Tarefa a realizar:
Escreva a continuação do texto sobre a curta-metragem Perdoai as Nossas Ofensas e o valor dado à vida das pessoas com deficiência, partindo da última frase apresentada.

═════ Texto fornecido ═════

Chegou recentemente ao catálogo da Netflix uma curta-metragem que revisita o Aktion T4, o programa nazi que tinha como objectivo o extermínio de pessoas com deficiência. Chama-se Perdoai as Nossas Ofensas (2022) e foi realizada e protagonizada por artistas com deficiência que poderiam ter sido vítimas se vivessem na Alemanha durante o Terceiro Reich: Ashley Eakin e Knox Gibson, respectivamente. O filme mostra-nos como Paul, um menino que tem o braço direito amputado, vivencia a perseguição àqueles que são considerados um peso para o regime alemão.

A mãe de Paul dá aulas ao próprio filho numa escola que, contra a sua vontade, segue o currículo pedagógico imposto pelo regime. Numa aula de matemática, a professora vê-se obrigada a ensinar um cálculo cruel: quanto o povo alemão “perde” ao arcar com os cuidados e a alimentação de uma pessoa com uma doença hereditária? Um aluno pergunta: “Se custa tanto cuidar destas pessoas, o que fazemos?” Outro responde: “Matamo-las.”

Parece-nos hoje aterradora a ideia de eliminar aqueles que, sob a perspectiva nazi, consomem recursos sem nada produzir. Mas uma das premissas que esteve na base do Aktion T4 ­— a de que a vida de alguém com deficiência tem menos valor — parece regressar quando atravessamos momentos de crise. Durante esta pandemia, a deficiência chegou a ser temida como um critério de triagem para decidir a quem são atribuídos recursos hospitalares num contexto de escassez — um ventilador numa unidade de cuidados intensivos, por exemplo.

Em cenários de guerra, não é diferente. Muitos dos abrigos em Kiev não têm acessibilidade para pessoas com mobilidade reduzida. O Fórum Europeu para a Deficiência afirma que há ucranianos com deficiência numa situação “terrível”, “forçados a ficar em casa” e “sem saber para onde podem ir para ficarem seguros” enquanto a Rússia invade o país. Existem 2,7 milhões de pessoas com deficiência na Ucrânia. Parte deste grupo está a ficar para trás, mais exposto a bombardeamentos ou outras formas de violência. Uma sociedade que não prevê bunkers acessíveis está, ainda que indirectamente, a definir quem importa proteger.

Ao ver Perdoai as Nossas Ofensas, lembrei-me da célebre resposta da antropóloga Margaret Mead (1901-1978) quando lhe perguntaram qual o objecto que assinala o início da nossa civilização. Os interlocutores provavelmente esperavam que Mead escolhesse um pote de barro, pedras de amolar ou mesmo um anzol. A investigadora surpreendeu todos os presentes ao eleger um fémur cicatrizado, pertencente a um sítio arqueológico com cerca de 15 mil anos.

═════ Material de estudo ═════

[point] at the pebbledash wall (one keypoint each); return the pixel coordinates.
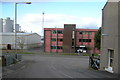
(69, 41)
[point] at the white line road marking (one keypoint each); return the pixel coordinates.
(60, 71)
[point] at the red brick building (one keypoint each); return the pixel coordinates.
(69, 39)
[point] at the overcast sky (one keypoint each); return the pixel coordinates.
(83, 14)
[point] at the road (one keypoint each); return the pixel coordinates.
(53, 66)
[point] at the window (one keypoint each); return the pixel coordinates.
(60, 32)
(53, 47)
(54, 32)
(57, 32)
(80, 32)
(53, 39)
(85, 32)
(59, 47)
(84, 40)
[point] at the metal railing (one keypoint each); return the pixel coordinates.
(94, 62)
(10, 58)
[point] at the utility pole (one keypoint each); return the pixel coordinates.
(56, 38)
(43, 23)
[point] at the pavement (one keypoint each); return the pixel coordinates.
(39, 65)
(53, 66)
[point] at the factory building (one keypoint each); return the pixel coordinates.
(24, 40)
(110, 53)
(69, 39)
(8, 25)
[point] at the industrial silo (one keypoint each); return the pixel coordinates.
(1, 25)
(17, 28)
(8, 26)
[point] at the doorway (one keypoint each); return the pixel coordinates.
(110, 60)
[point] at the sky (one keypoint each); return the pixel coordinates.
(83, 14)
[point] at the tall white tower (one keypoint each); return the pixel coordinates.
(8, 26)
(1, 25)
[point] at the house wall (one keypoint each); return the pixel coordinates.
(90, 45)
(49, 35)
(109, 35)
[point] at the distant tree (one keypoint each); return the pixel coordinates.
(97, 39)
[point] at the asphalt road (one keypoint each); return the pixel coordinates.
(53, 66)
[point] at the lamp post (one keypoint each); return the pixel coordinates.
(15, 21)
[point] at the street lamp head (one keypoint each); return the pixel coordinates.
(23, 2)
(28, 2)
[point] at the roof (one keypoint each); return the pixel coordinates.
(76, 29)
(20, 34)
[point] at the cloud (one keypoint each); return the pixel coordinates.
(33, 22)
(59, 0)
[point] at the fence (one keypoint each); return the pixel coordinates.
(10, 58)
(94, 62)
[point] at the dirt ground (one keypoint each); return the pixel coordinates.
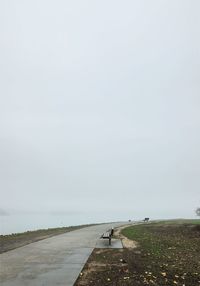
(165, 255)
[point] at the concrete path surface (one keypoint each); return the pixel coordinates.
(54, 261)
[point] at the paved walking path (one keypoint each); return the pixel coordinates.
(54, 261)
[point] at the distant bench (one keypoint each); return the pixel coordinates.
(108, 235)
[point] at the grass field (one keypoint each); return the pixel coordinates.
(168, 254)
(15, 240)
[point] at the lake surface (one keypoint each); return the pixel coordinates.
(22, 222)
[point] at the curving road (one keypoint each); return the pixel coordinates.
(54, 261)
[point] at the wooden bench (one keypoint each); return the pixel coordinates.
(108, 235)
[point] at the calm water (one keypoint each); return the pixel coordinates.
(20, 223)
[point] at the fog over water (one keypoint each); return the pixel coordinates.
(99, 111)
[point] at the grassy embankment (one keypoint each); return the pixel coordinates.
(15, 240)
(168, 253)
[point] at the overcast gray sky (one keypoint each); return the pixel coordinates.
(100, 107)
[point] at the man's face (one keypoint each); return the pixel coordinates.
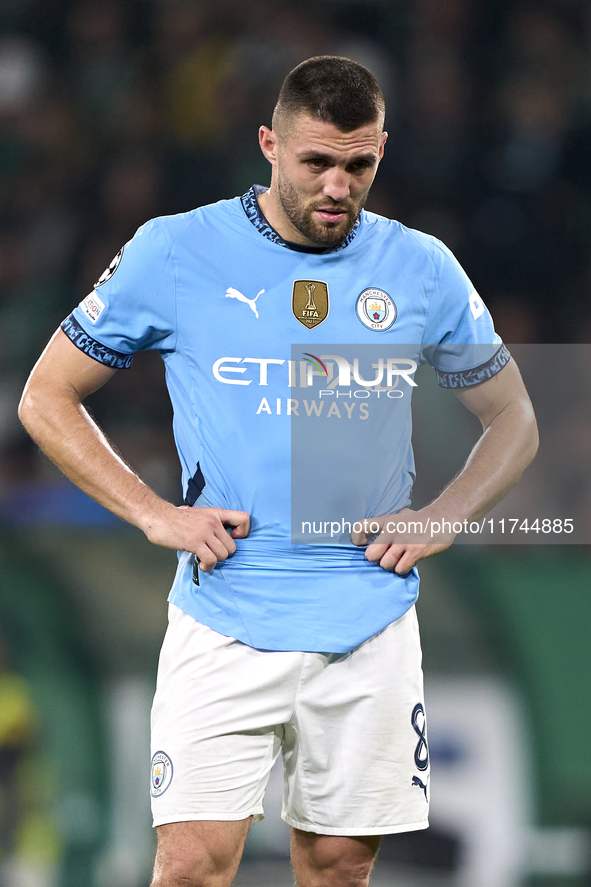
(321, 179)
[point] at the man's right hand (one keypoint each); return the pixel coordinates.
(202, 531)
(52, 411)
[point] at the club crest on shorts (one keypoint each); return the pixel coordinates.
(309, 302)
(161, 775)
(375, 309)
(108, 272)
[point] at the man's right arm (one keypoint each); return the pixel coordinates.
(52, 411)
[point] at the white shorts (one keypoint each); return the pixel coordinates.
(350, 726)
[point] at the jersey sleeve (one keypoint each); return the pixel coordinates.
(132, 305)
(460, 341)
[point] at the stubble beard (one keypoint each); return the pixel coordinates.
(301, 217)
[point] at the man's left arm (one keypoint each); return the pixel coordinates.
(507, 445)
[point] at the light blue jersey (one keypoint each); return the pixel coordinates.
(226, 301)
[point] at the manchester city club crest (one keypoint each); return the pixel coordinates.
(162, 771)
(375, 309)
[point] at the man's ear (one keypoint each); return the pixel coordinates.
(269, 143)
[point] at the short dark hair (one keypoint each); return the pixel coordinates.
(334, 89)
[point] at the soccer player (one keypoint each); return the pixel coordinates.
(307, 650)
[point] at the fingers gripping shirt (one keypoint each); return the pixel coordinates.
(224, 303)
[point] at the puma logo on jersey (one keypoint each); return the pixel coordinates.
(232, 293)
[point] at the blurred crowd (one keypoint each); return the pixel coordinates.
(112, 112)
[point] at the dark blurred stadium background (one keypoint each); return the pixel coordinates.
(114, 112)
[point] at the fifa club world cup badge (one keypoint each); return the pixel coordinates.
(162, 771)
(309, 302)
(375, 309)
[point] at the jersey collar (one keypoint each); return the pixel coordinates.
(253, 212)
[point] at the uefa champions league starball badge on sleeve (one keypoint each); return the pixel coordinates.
(161, 775)
(375, 309)
(108, 272)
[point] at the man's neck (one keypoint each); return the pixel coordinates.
(273, 212)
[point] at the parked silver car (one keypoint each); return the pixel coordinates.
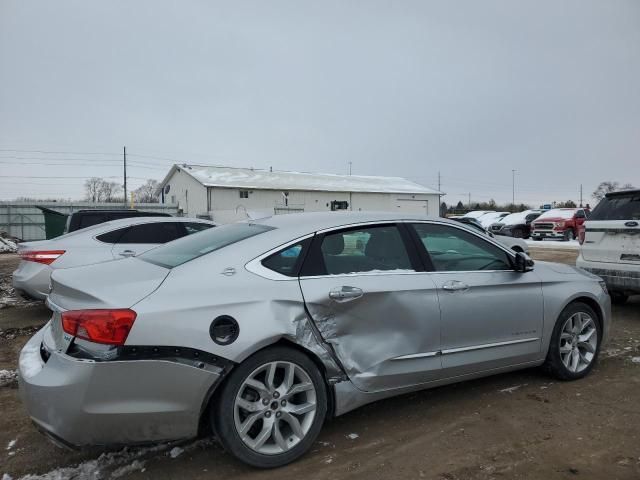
(263, 330)
(99, 243)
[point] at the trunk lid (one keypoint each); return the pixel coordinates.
(116, 284)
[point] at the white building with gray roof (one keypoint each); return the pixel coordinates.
(226, 194)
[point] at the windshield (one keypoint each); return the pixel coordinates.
(558, 213)
(618, 207)
(185, 249)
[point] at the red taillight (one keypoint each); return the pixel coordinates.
(41, 256)
(110, 327)
(581, 234)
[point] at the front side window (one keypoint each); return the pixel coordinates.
(367, 249)
(454, 250)
(194, 246)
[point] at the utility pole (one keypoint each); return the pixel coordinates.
(580, 195)
(513, 188)
(439, 197)
(124, 151)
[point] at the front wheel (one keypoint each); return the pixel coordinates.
(272, 408)
(575, 343)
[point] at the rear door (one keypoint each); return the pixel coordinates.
(491, 315)
(139, 238)
(367, 294)
(612, 232)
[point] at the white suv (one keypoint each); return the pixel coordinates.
(611, 243)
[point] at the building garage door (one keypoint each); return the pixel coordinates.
(410, 205)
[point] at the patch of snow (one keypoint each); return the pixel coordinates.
(566, 213)
(510, 389)
(7, 246)
(30, 361)
(176, 452)
(122, 460)
(127, 469)
(7, 377)
(571, 244)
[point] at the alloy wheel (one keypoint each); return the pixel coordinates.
(578, 342)
(275, 407)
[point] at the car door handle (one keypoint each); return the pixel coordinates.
(345, 293)
(455, 286)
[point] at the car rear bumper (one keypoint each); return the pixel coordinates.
(31, 280)
(547, 234)
(617, 276)
(83, 402)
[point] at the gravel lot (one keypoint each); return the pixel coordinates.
(517, 425)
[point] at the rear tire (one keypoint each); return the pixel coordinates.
(271, 408)
(575, 343)
(618, 298)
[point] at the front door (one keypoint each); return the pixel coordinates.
(492, 316)
(365, 293)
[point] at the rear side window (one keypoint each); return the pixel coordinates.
(288, 260)
(153, 233)
(377, 248)
(194, 246)
(89, 219)
(113, 236)
(618, 207)
(454, 250)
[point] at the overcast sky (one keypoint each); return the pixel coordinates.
(472, 89)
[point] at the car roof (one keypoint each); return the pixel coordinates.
(303, 223)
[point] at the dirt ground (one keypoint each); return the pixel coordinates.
(516, 425)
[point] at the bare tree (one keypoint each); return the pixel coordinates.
(99, 190)
(147, 193)
(93, 188)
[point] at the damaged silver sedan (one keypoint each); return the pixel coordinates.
(264, 330)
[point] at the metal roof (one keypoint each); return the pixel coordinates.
(230, 177)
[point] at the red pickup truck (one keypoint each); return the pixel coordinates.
(559, 223)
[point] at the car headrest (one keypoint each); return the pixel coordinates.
(381, 244)
(333, 244)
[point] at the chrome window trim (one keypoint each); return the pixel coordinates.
(488, 345)
(255, 266)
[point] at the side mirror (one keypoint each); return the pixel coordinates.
(523, 263)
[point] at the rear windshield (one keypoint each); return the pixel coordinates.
(185, 249)
(618, 207)
(558, 213)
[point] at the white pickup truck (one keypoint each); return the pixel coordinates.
(611, 243)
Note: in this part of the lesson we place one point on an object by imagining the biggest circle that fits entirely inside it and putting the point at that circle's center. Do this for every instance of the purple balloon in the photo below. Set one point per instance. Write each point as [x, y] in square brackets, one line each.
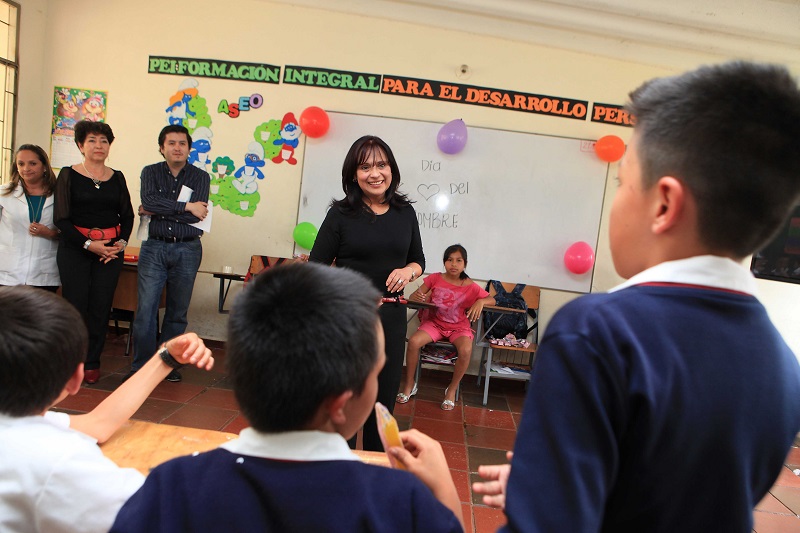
[452, 137]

═════

Resposta à tarefa:
Pode um osso ser um berço civilizacional? Sim, porque para Margaret Mead um fémur regenerado materializa o cuidado de uma comunidade com quem está vulnerável. Segundo o relato disponível no livro The Best Care Possible, do médico Ira Byock, a antropóloga terá então explicado que alguém com uma fractura femoral há milhares anos só poderia sobreviver se beneficiasse do apoio dos pares. Quem o acompanhava se encarregou de proteger, alimentar e transportar o doente até que recuperasse a autonomia. Se fosse um animal a partir a perna, muito depressa se tornaria a presa de um outro elo da cadeia alimentar. A pessoa a quem o tal fémur pertencia só sobreviveu porque vivia num grupo solidário — e este desvelo na hora frágil é uma raiz da nossa civilização.

Perdoai as Nossas Ofensas é um filme incómodo porque nos recorda que as raízes civilizacionais não são uma garantia perene. Nós falhámos com a nossa comunidade no passado e podemos voltar a fazê-lo. A História demonstra-o em capítulos vergonhosos como o Aktion T4. Ter a consciência da possibilidade da falha nos torna mais vigilantes. Mas mais que revisitar o passado, esta curta imagina histórias alternativas. Revisitamos o terror nazi mas, ao mesmo tempo, vemos uma criança com deficiência a lançar-se num terreno de resistência contra o opressor, a arriscar a própria pele para proteger alguém em perigo. Esta curta-metragem, que nos conduz a este lugar de desconforto em tempos de peste e guerra, também renova a confiança na civilização que, com todos os percalços, nos permitiu chegar até onde estamos hoje.